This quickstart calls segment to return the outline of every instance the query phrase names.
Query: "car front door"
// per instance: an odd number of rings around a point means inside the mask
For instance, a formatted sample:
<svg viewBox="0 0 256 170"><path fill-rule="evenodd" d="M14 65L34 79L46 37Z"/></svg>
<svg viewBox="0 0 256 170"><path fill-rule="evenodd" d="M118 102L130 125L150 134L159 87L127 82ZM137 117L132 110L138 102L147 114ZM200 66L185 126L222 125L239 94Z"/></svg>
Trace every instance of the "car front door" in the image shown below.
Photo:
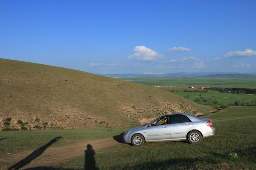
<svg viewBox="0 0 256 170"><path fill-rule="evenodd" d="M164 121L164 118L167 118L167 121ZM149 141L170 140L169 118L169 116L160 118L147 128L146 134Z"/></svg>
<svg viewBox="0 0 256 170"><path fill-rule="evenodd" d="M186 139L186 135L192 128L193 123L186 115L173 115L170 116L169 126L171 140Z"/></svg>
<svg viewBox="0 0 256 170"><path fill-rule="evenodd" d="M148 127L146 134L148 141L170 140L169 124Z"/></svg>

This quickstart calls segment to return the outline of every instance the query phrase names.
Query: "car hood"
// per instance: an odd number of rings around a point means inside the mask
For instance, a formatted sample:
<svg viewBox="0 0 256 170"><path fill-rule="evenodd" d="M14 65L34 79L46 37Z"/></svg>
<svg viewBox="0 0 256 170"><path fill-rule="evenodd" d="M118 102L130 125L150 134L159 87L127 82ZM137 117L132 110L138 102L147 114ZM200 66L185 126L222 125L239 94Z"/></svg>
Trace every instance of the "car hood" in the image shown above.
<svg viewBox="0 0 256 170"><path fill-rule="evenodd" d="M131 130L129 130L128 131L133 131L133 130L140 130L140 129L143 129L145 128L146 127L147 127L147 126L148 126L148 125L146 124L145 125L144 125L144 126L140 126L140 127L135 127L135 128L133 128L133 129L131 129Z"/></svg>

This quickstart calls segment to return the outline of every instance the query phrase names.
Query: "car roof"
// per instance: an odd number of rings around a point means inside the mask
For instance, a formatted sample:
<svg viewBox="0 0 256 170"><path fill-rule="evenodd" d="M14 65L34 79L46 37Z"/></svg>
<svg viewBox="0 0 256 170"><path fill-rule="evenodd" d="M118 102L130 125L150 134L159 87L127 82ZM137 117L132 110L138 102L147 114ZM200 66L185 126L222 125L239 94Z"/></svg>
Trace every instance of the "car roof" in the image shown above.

________________________

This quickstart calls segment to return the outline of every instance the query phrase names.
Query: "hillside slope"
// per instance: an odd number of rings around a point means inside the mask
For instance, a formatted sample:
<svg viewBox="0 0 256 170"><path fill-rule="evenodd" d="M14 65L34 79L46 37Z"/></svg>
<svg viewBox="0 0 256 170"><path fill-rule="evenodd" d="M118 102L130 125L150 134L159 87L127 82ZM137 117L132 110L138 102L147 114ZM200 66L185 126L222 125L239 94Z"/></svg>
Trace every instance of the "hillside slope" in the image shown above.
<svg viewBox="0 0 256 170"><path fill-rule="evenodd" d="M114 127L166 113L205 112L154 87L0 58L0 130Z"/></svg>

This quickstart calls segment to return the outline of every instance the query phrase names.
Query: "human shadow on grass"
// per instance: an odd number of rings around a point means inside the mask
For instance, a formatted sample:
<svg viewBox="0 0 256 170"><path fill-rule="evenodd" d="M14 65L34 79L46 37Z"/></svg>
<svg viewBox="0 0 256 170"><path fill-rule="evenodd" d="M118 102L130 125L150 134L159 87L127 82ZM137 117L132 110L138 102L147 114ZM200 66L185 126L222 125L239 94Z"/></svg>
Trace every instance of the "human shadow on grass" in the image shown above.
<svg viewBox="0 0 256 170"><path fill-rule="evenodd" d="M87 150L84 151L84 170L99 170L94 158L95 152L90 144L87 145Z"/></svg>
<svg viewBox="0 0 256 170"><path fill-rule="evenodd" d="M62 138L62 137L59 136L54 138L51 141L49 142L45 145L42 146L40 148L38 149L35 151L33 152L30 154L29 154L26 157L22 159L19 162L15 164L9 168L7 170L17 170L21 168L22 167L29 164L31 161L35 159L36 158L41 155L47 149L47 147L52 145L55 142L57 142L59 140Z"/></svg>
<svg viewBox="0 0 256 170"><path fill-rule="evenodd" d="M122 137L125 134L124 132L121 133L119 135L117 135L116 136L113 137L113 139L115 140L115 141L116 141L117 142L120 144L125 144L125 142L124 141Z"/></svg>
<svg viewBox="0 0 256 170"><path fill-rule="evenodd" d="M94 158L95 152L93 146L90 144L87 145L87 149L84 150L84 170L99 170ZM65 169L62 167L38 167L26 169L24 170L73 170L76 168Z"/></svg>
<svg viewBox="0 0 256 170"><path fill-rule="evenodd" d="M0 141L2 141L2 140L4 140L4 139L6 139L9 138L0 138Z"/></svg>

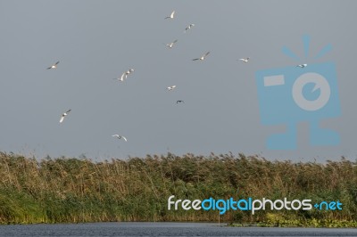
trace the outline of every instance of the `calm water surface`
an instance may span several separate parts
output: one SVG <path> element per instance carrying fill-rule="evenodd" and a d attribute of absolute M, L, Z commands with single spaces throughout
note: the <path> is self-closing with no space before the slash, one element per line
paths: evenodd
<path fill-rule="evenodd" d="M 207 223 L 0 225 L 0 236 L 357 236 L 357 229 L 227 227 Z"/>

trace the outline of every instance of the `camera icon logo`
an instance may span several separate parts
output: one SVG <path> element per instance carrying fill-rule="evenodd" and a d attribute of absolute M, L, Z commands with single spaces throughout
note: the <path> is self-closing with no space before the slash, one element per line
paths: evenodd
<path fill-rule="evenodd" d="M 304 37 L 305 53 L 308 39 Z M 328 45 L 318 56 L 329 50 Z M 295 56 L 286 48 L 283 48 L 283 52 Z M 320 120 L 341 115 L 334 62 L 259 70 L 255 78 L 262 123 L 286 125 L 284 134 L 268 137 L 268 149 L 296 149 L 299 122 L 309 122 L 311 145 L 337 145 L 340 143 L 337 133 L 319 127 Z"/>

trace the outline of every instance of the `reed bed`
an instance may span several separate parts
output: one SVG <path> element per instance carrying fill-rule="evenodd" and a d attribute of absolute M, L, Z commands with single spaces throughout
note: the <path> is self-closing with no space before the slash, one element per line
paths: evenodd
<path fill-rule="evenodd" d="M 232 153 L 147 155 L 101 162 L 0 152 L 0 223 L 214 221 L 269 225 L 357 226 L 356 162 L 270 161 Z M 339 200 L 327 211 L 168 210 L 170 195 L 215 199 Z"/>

________________________

#### [WHAT NEEDS TO BE DONE]
Pull out every line of the records that contains the string "roof" and copy each one in full.

#### [RESULT]
Query: "car roof"
Trace every instance of the "car roof" in the image shown above.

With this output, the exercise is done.